**Task to carry out:** Quote all of the data below exactly, please.

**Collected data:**
*** Begin section ***
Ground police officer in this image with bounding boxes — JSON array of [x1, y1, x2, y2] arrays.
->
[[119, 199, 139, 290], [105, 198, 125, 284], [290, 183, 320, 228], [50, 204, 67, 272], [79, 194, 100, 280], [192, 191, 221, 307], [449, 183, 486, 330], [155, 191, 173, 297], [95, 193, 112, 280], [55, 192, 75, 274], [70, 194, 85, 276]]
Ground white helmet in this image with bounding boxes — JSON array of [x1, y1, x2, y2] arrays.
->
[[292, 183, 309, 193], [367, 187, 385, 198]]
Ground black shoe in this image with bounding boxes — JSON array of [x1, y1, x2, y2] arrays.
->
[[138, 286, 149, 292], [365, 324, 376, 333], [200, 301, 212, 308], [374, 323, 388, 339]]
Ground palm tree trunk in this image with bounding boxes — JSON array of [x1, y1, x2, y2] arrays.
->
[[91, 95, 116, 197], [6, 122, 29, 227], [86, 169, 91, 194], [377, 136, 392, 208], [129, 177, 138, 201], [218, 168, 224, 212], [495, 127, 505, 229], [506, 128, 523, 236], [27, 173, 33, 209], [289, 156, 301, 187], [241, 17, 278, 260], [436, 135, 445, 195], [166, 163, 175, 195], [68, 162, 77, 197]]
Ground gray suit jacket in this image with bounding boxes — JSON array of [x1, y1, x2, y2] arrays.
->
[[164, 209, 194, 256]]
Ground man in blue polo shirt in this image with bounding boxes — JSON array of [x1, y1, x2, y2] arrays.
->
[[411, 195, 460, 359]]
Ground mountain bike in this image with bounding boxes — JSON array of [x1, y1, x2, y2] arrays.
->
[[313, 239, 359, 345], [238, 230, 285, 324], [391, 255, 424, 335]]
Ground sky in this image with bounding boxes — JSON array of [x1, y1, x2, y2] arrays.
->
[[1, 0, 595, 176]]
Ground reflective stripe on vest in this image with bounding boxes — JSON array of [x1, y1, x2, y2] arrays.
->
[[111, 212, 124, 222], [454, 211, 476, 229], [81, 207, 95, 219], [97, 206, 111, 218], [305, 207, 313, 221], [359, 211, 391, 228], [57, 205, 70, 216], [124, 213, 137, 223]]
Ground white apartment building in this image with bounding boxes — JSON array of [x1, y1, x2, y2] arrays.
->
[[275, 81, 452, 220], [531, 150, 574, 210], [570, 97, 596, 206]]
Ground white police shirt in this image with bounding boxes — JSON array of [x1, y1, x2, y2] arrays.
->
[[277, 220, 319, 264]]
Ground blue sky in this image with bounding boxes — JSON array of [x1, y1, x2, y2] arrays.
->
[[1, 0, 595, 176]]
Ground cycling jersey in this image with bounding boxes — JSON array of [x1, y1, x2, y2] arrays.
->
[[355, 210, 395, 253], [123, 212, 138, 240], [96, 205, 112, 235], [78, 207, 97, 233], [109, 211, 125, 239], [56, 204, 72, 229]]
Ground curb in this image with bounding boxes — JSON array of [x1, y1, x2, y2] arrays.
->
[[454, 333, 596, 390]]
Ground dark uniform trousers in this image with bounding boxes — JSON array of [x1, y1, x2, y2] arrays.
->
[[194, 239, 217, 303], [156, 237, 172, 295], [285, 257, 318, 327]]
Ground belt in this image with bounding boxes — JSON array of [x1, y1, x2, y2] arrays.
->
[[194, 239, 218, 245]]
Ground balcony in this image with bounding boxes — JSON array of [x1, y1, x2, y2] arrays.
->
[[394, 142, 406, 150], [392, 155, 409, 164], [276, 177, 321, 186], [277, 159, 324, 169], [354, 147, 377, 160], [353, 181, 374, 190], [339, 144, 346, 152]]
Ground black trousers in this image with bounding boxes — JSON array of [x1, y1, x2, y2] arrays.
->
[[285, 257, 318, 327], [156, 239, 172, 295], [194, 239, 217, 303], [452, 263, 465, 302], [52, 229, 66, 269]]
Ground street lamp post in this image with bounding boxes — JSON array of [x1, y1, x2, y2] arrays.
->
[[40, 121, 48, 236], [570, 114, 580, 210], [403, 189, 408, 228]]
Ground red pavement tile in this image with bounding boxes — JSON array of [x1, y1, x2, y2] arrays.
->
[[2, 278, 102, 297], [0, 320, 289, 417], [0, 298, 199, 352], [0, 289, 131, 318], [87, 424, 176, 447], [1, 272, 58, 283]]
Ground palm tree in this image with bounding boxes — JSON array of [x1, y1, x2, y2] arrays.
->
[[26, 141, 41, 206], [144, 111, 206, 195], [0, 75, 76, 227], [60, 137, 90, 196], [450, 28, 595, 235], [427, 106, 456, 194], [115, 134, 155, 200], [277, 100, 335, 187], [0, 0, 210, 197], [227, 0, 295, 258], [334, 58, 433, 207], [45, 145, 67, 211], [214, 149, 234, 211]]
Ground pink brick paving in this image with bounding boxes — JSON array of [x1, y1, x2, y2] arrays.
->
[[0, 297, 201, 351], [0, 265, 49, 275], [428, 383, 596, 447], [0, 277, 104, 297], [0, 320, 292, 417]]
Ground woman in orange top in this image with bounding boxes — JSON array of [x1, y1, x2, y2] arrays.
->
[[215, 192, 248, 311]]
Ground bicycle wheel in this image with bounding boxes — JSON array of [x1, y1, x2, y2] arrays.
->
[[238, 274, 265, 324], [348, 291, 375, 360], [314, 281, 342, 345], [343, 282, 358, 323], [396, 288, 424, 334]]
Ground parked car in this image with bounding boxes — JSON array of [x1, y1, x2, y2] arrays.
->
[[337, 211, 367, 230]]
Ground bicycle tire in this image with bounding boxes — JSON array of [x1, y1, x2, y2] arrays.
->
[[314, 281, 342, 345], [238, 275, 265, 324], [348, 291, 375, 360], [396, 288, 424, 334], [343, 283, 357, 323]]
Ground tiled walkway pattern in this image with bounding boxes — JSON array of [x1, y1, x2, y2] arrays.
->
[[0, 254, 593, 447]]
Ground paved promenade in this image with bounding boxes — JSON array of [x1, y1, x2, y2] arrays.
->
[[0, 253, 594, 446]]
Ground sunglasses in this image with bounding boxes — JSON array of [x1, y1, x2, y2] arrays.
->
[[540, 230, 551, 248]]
*** End section ***
**Exercise response:**
Ground police officer in this image with bounding boxes — JSON array of [x1, y1, x2, y2] arrays.
->
[[119, 199, 139, 290], [105, 198, 125, 284], [290, 183, 320, 228], [50, 204, 67, 272], [79, 194, 100, 280], [192, 191, 221, 307], [449, 183, 486, 330], [155, 191, 173, 297], [95, 193, 112, 280], [55, 192, 75, 274], [70, 194, 85, 276]]
Ground white helmet in this image with bounding boxes — JSON array of [x1, y1, x2, y2] arrays.
->
[[292, 183, 309, 193], [367, 187, 385, 198]]
Ground black shoe in this image with bounding boxes — JSON array of [x1, y1, x2, y2] arrays.
->
[[138, 286, 149, 292], [365, 324, 376, 333], [200, 301, 212, 308], [374, 323, 388, 339]]
Ground palm tree trunk in this image with bounding boxes — JSON array of [x1, y1, x2, y2] arrays.
->
[[91, 95, 116, 197], [6, 122, 29, 227], [86, 169, 91, 194], [377, 136, 392, 208], [129, 177, 138, 201], [218, 168, 224, 212], [495, 127, 505, 229], [506, 128, 523, 236], [27, 173, 33, 209], [289, 156, 301, 187], [241, 17, 278, 260], [436, 135, 445, 195], [166, 163, 175, 195], [68, 162, 77, 197]]
Ground gray suit jacket in this image with bounding boxes — JSON array of [x1, y1, x2, y2] arrays.
->
[[164, 209, 194, 256]]
Ground man in blue polo shirt in this image with bounding boxes — JSON array of [x1, y1, x2, y2] arrays.
->
[[411, 195, 460, 359]]
Ground mountain bike in this image with bounding boxes — JSON array of [x1, y1, x2, y2] arrays.
->
[[313, 239, 359, 345], [238, 230, 285, 324], [391, 255, 424, 335]]
Ground sky in this image with bounding boxes — JSON array of [x1, y1, x2, y2] arrays.
->
[[1, 0, 595, 176]]
Ground reflective stripe on vest in this image with bounding boxes — JSON array of [x1, y1, x2, y2] arrays.
->
[[111, 212, 124, 222], [454, 211, 476, 229], [81, 207, 95, 219], [97, 206, 111, 218], [305, 207, 313, 221], [359, 211, 391, 228], [57, 205, 70, 216], [124, 213, 137, 223]]
Ground white apartment building in this image with bounding boxes — JSON array of [x1, y1, x2, y2] arrays.
->
[[275, 81, 452, 220], [531, 150, 574, 210], [570, 97, 596, 206]]
Ground white police shirt in this image with bounding boxes — JSON array of [x1, y1, x2, y2] arrays.
->
[[277, 220, 319, 264]]
Ground blue sky in this image with bounding boxes — JSON array of [x1, y1, x2, y2] arrays.
->
[[1, 0, 595, 176]]
Ground cycling jersey in this image with bounding boxes — JSON array of [x1, y1, x2, y2] arrays.
->
[[355, 210, 395, 253], [123, 212, 138, 240], [96, 205, 112, 235], [78, 207, 97, 233], [109, 211, 125, 239], [56, 204, 72, 229]]
Ground curb in this image with bounding boxes — JSON array of [x1, y1, x2, y2] arrays.
->
[[454, 333, 596, 390]]
Ground dark uniform trousers in this image with bounding boxes — JSON array of [x1, y1, x2, y2] arrays.
->
[[194, 239, 217, 303], [156, 237, 172, 295], [285, 257, 318, 327]]
Ground belt in this image with bounding boxes — JSON array of [x1, y1, x2, y2] arrays.
->
[[194, 239, 218, 245]]
Ground balcony in this image with bounding boxes — JSON array of [x1, y1, x2, y2] arrays.
->
[[394, 142, 406, 150], [392, 155, 409, 164], [276, 177, 321, 186], [277, 159, 324, 169], [354, 147, 377, 160], [353, 181, 374, 190], [339, 144, 346, 152]]
Ground black trousers in this image with bounding boxes — JSON array of [x1, y1, x2, y2] arrays.
->
[[285, 257, 318, 327], [156, 239, 172, 295], [194, 239, 217, 303], [452, 263, 465, 302], [52, 229, 66, 269]]
Ground street lamp post in this image with bounding boxes — JSON array of [x1, y1, x2, y2] arrays.
->
[[40, 121, 48, 236], [570, 114, 580, 210], [403, 189, 408, 228]]
Ground red pavement tile in this image with bounding boxes — JSON array of [x1, y1, x2, y2] arrays.
->
[[2, 278, 102, 297], [0, 320, 289, 417], [0, 298, 199, 352], [0, 289, 131, 318], [87, 424, 176, 447], [1, 272, 58, 283]]
Ground palm tree in this image with bounding boxes — JSON array of [x1, y1, x2, y2] arrays.
->
[[26, 141, 41, 206], [144, 111, 206, 195], [0, 75, 76, 227], [60, 137, 90, 196], [450, 28, 595, 235], [427, 106, 456, 194], [115, 134, 155, 200], [277, 100, 335, 187], [0, 0, 210, 197], [227, 0, 295, 258], [334, 58, 433, 207], [45, 145, 67, 211], [214, 149, 234, 211]]
Ground pink brick paving in this image with bounding boxes — JSON array of [x1, y1, x2, y2] arrays.
->
[[0, 297, 201, 351], [0, 265, 49, 275], [428, 383, 596, 447], [0, 277, 104, 297], [0, 320, 292, 417]]
Ground woman in orange top in this image with bounding boxes — JSON array of [x1, y1, x2, y2] arrays.
->
[[215, 192, 248, 311]]
Ground bicycle wheel in this image with bounding boxes — JSON array of [x1, y1, x2, y2] arrays.
->
[[238, 274, 265, 324], [348, 291, 375, 360], [314, 281, 342, 345], [343, 282, 358, 323], [396, 288, 424, 334]]
Ground parked car in this image with bounding boxes — JSON array of [x1, y1, x2, y2] arrays.
->
[[337, 211, 367, 230]]
Ground bicycle tire in this image with bounding boxes — JSON array of [x1, y1, x2, y2] arrays.
->
[[314, 281, 342, 345], [238, 275, 265, 324], [348, 291, 375, 360], [396, 288, 424, 334], [343, 283, 357, 323]]
Ground tiled walkway pattern in this image with bounding boxes — JSON array of [x1, y1, x2, y2] arrays.
->
[[0, 254, 593, 447]]
Ground paved promenade in this image with bounding boxes — JSON array of [x1, y1, x2, y2] arrays.
->
[[0, 253, 594, 446]]
Ground sunglasses in this image with bounding boxes — JSON array of [x1, y1, x2, y2] arrays.
->
[[540, 230, 551, 248]]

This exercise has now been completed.